Task item →
What lines in the data below mention the string "uniform"? Copy them out.

=== Section Start ===

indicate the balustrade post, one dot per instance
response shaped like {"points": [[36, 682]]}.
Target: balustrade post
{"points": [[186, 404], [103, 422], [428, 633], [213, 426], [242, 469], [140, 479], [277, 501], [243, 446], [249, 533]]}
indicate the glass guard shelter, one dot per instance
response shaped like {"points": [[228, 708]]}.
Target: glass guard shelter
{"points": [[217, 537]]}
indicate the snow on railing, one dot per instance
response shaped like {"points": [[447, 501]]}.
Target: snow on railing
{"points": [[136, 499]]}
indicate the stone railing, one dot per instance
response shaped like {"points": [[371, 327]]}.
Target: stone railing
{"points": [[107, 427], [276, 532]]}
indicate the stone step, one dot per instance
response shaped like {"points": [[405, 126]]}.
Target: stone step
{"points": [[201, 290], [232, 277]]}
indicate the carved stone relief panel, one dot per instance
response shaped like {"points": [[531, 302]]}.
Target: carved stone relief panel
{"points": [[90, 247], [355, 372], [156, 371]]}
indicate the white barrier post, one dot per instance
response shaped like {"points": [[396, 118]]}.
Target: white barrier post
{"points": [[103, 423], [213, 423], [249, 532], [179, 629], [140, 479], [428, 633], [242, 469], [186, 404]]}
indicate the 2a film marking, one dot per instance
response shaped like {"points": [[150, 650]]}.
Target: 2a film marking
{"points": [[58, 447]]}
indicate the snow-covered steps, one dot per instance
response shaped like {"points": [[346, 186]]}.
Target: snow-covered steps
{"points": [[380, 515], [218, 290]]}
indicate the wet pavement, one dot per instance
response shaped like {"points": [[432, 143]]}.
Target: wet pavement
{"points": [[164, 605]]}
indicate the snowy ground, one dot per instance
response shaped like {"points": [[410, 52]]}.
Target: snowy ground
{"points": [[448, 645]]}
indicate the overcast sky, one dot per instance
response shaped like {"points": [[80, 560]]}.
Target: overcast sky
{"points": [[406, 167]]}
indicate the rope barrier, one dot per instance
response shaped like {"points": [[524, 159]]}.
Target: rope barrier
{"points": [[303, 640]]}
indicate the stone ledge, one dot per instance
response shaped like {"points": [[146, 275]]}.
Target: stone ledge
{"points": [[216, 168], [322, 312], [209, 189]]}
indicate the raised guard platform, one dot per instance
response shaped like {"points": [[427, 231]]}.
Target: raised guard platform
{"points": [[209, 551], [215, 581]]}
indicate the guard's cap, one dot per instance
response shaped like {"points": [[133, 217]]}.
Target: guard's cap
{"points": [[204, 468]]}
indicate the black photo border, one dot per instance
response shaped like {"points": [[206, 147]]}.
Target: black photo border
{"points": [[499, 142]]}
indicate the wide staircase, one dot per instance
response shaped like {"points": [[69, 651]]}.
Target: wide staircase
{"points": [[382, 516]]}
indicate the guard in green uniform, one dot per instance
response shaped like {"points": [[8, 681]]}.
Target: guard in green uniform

=== Section End ===

Solution for this exercise →
indicate the guard in green uniform, one dot per instance
Target: guard in green uniform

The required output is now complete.